### What to do
Please reproduce the part of the records that opens with the line containing "Place one point per instance of the backpack" and runs through the end of the records, swapping "parentheses" for "brackets" and leaving everything else as it is.

### Records shown
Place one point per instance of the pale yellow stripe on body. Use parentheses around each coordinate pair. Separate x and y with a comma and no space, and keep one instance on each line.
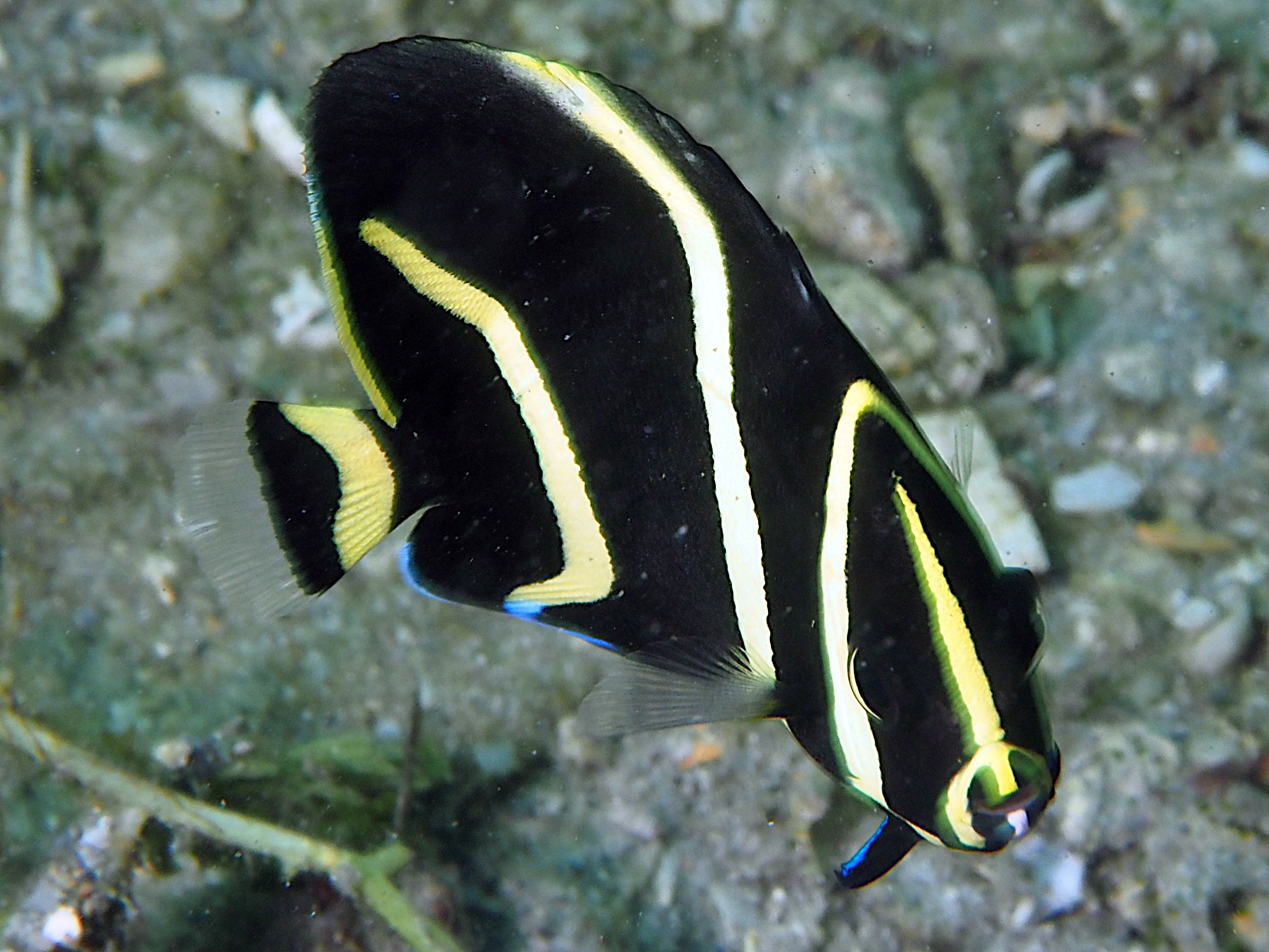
(588,566)
(953,644)
(344,326)
(852,726)
(589,104)
(367,488)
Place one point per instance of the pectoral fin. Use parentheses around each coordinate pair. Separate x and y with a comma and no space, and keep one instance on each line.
(673,683)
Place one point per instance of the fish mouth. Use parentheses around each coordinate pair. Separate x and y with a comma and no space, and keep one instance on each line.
(995,799)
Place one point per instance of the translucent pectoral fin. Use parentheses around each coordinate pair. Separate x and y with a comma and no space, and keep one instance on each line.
(674,683)
(281,501)
(880,855)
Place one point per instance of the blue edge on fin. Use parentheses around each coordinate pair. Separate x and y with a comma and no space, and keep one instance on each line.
(880,855)
(521,610)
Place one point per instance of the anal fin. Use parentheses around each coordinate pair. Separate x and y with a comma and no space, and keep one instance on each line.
(281,499)
(673,683)
(880,855)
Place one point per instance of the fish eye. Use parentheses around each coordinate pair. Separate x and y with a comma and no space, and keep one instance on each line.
(870,688)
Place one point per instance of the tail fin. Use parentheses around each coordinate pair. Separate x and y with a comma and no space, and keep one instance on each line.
(282,499)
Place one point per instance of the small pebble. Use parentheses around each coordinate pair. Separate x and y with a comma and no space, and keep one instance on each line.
(933,127)
(997,501)
(700,14)
(1210,377)
(278,135)
(173,755)
(756,20)
(31,288)
(218,104)
(1194,615)
(1224,643)
(1079,215)
(1136,372)
(188,390)
(1252,159)
(64,928)
(142,253)
(962,312)
(220,12)
(296,310)
(1036,185)
(1065,886)
(1043,123)
(123,140)
(891,332)
(122,71)
(1106,488)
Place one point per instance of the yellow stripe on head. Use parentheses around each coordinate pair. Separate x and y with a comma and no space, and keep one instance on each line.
(367,486)
(586,101)
(588,568)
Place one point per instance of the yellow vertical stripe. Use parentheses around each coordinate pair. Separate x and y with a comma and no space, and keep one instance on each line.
(383,404)
(586,101)
(953,644)
(367,488)
(588,566)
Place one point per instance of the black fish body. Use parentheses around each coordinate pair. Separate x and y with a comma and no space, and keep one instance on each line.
(622,405)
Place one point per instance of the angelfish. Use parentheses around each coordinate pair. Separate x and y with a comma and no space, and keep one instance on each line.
(622,407)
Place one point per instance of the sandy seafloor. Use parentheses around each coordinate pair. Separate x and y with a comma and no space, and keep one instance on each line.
(1050,211)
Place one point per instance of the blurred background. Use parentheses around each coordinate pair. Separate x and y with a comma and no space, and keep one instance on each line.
(1051,212)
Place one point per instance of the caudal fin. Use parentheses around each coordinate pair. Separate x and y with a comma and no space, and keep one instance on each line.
(282,499)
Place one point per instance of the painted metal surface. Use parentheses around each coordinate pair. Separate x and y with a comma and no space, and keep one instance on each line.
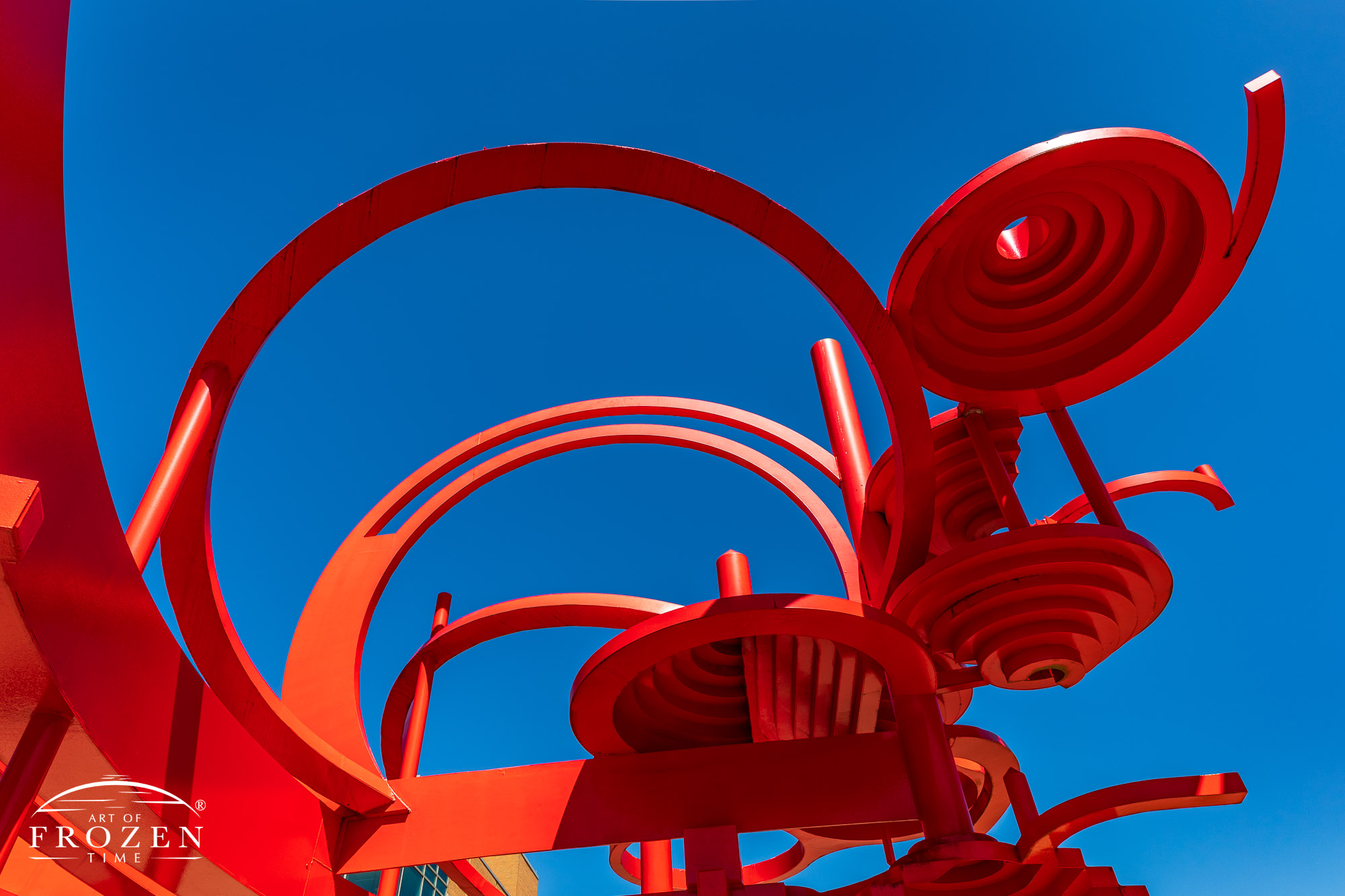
(1051,278)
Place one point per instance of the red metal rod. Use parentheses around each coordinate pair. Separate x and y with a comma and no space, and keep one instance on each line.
(934,774)
(1085,470)
(1022,799)
(735,575)
(143,532)
(25,774)
(993,464)
(844,430)
(415,736)
(657,865)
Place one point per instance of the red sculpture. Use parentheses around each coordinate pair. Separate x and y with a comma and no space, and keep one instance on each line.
(1048,279)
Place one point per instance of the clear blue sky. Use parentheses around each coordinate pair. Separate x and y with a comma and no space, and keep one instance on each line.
(202,138)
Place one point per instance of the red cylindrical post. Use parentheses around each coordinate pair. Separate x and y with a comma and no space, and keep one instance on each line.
(657,865)
(844,428)
(415,735)
(930,766)
(1022,799)
(993,464)
(25,774)
(143,532)
(1096,490)
(735,575)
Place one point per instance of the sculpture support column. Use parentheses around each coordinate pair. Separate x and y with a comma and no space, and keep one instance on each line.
(1085,470)
(657,866)
(25,774)
(415,735)
(143,532)
(934,774)
(844,430)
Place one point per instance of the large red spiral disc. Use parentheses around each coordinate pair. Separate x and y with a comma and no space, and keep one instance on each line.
(1117,231)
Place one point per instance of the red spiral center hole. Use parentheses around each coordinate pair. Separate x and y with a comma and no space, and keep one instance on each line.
(1023,237)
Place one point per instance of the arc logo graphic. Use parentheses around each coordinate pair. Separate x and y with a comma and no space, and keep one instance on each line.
(118,821)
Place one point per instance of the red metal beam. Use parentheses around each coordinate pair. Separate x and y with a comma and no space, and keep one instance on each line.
(595,802)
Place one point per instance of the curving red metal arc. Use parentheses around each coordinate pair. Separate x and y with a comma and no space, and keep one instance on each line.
(1051,278)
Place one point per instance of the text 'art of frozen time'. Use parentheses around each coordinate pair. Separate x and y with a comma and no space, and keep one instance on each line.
(1050,278)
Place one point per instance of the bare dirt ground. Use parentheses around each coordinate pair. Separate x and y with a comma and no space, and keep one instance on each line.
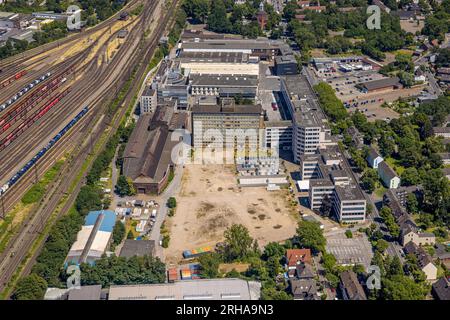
(412,26)
(210,201)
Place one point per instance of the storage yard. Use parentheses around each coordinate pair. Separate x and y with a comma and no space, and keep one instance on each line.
(199,222)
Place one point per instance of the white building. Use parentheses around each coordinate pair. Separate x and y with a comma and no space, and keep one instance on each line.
(374,158)
(389,177)
(149,100)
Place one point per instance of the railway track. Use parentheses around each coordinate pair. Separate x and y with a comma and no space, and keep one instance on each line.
(24,242)
(53,200)
(14,156)
(27,55)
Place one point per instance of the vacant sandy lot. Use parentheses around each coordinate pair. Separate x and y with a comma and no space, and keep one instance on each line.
(412,26)
(210,201)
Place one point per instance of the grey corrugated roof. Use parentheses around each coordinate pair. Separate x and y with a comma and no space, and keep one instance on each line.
(237,109)
(225,81)
(380,84)
(86,293)
(137,248)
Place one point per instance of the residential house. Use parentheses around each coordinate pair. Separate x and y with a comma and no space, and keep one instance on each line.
(350,287)
(419,75)
(374,158)
(424,260)
(445,157)
(442,132)
(441,289)
(294,257)
(411,234)
(304,289)
(442,254)
(389,177)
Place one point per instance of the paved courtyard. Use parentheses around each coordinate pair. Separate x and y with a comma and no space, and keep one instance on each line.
(356,250)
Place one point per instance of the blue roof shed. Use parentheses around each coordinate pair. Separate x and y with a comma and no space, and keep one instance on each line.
(109,220)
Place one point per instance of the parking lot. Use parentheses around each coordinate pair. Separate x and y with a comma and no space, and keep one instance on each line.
(356,250)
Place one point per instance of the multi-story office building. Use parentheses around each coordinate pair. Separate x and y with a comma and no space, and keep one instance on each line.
(278,134)
(349,204)
(224,86)
(264,49)
(310,129)
(232,126)
(149,100)
(330,178)
(319,189)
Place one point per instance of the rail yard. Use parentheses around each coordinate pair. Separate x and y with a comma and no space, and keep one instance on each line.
(54,102)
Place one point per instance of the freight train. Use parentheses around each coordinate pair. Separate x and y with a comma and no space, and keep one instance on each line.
(15,77)
(24,90)
(42,152)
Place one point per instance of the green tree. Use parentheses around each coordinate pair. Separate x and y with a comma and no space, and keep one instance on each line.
(369,180)
(387,145)
(410,177)
(218,20)
(210,265)
(382,245)
(399,287)
(273,249)
(32,287)
(309,235)
(172,202)
(118,233)
(412,205)
(271,293)
(238,242)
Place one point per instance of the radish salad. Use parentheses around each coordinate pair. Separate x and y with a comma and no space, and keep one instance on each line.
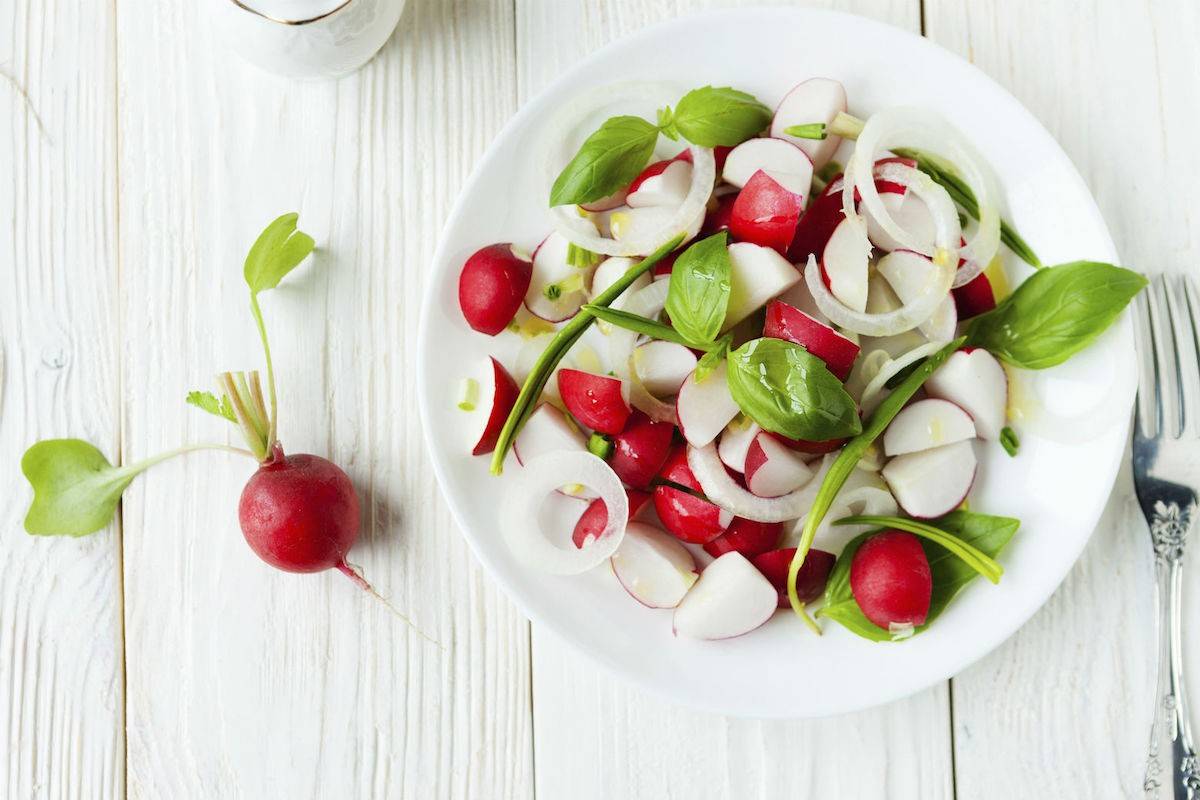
(760,352)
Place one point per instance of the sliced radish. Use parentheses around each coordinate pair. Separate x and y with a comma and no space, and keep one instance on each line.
(653,567)
(787,323)
(706,407)
(816,100)
(492,286)
(595,401)
(731,599)
(931,482)
(774,156)
(925,425)
(773,469)
(844,264)
(767,211)
(756,276)
(977,383)
(663,366)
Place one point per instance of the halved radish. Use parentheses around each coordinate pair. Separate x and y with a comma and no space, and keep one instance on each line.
(747,536)
(822,341)
(931,482)
(595,517)
(706,407)
(891,579)
(663,366)
(925,425)
(845,262)
(492,286)
(774,156)
(773,469)
(810,581)
(597,401)
(756,276)
(816,100)
(557,289)
(653,566)
(736,441)
(767,211)
(731,599)
(690,518)
(973,380)
(497,394)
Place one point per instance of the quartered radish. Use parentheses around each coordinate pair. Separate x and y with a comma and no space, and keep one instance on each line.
(731,597)
(973,380)
(492,286)
(773,469)
(925,425)
(931,482)
(844,264)
(597,401)
(653,566)
(791,324)
(756,276)
(816,100)
(706,407)
(663,366)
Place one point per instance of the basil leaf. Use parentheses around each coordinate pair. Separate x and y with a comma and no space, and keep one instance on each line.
(717,116)
(609,161)
(787,390)
(699,295)
(1055,313)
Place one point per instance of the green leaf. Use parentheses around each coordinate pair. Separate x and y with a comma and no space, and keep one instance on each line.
(76,489)
(209,402)
(719,116)
(790,391)
(700,288)
(279,250)
(1055,313)
(610,160)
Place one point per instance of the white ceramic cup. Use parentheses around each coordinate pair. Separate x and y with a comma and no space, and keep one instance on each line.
(307,38)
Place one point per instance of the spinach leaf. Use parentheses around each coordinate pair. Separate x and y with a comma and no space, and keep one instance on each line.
(609,161)
(1055,313)
(700,289)
(787,390)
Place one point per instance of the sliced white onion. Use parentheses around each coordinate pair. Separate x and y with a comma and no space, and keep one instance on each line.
(538,479)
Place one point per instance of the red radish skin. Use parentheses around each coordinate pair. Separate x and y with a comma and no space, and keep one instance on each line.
(891,579)
(595,401)
(492,287)
(503,400)
(791,324)
(640,450)
(810,581)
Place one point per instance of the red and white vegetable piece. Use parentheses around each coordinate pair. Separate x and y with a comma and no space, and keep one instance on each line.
(731,599)
(976,382)
(931,482)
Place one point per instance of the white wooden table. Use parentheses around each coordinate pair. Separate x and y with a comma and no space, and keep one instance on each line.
(159,659)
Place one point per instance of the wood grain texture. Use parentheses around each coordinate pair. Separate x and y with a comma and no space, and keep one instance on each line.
(245,681)
(60,599)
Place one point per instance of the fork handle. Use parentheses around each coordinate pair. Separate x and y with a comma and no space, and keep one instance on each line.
(1171,731)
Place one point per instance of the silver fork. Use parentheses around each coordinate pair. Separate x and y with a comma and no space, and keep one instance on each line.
(1165,468)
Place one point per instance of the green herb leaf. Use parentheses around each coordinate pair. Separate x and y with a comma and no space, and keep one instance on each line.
(718,116)
(209,402)
(700,288)
(1055,313)
(609,161)
(787,390)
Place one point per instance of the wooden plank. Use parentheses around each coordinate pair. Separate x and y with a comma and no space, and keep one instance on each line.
(1063,709)
(61,695)
(244,681)
(597,737)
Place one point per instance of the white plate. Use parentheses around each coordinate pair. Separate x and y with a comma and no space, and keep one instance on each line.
(1057,488)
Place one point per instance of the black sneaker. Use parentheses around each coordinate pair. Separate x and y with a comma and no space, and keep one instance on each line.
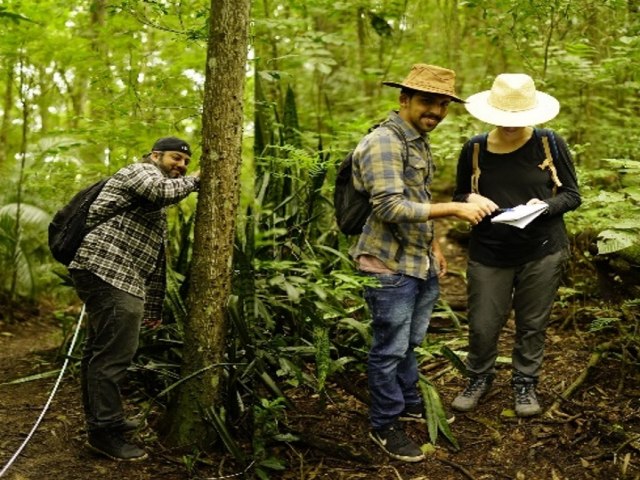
(111,444)
(412,413)
(393,440)
(525,399)
(478,387)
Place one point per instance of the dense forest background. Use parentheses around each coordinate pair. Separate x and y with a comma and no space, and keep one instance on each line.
(86,88)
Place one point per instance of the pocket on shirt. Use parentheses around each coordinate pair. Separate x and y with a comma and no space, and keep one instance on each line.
(415,171)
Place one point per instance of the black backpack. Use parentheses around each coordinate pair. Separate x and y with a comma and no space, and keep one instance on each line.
(68,227)
(352,207)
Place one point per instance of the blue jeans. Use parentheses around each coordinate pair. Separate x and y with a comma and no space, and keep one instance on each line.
(401,308)
(113,324)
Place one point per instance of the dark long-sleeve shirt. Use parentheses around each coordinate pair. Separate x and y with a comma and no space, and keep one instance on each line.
(511,179)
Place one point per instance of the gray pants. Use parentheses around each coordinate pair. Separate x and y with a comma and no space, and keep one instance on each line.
(492,291)
(113,325)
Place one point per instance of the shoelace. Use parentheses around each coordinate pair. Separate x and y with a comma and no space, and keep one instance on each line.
(473,387)
(524,394)
(397,435)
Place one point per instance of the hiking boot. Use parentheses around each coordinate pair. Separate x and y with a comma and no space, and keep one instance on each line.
(111,444)
(478,387)
(412,413)
(393,440)
(526,400)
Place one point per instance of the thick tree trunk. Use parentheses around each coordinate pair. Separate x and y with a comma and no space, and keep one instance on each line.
(210,279)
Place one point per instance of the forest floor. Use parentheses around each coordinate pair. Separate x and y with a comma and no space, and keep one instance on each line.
(593,435)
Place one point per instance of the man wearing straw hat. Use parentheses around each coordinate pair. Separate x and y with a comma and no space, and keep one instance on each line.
(397,248)
(510,266)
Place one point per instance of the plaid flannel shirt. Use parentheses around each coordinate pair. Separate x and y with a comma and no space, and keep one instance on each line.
(398,232)
(128,250)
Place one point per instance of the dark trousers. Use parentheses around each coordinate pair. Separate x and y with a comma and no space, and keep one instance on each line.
(530,290)
(113,325)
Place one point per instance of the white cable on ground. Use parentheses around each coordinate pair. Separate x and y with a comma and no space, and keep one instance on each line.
(53,392)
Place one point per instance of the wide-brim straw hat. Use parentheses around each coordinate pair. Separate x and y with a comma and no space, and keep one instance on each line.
(513,101)
(429,79)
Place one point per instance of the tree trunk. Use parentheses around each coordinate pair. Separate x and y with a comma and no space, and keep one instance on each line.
(210,277)
(6,116)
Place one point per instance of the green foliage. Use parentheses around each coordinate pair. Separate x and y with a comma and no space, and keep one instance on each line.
(99,85)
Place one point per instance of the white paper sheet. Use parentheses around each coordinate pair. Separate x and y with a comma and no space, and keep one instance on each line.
(520,216)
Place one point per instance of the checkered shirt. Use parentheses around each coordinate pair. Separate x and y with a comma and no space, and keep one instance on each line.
(127,251)
(398,232)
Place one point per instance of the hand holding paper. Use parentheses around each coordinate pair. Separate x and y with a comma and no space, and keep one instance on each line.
(522,215)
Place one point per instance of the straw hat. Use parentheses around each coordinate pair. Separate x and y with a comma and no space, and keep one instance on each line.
(430,79)
(513,101)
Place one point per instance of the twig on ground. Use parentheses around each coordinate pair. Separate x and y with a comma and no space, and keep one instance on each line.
(595,358)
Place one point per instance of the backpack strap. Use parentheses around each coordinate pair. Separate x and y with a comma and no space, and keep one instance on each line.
(477,142)
(400,134)
(549,158)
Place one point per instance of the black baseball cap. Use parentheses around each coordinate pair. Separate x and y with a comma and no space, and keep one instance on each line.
(171,144)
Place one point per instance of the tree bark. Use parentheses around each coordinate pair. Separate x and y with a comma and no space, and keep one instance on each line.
(210,277)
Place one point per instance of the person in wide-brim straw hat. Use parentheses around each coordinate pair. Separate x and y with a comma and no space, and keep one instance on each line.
(514,266)
(513,101)
(398,249)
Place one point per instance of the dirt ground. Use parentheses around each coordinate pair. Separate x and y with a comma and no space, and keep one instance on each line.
(594,435)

### Response
Place one point per instance of the backpack strap. Use brackets around each coordinate pair. Separate x and y with a comma and no space, and keep one instance on each line.
(477,142)
(400,134)
(549,158)
Place one point per instance of the black baseball cap. Use brackets around each coordinate pair. Separate x and y with a comma and no space, and keep one instance on each line.
(171,144)
Place one point per instance of the tree bark. Use brackets around each coordinate pair. Separate x and y with a comma and no space, and keep one instance on each line.
(210,277)
Place one point per instance of the person in wide-brim straw hat. Use brackets around each coordinate pair. Separate x and y with a comma and no space, and keep one instance on each line.
(514,266)
(513,101)
(398,249)
Place one point per instance of the dirt ground. Use brackets around each coordinate pair. Separate x and y with a comma and no space, and keep one instance on each line.
(594,435)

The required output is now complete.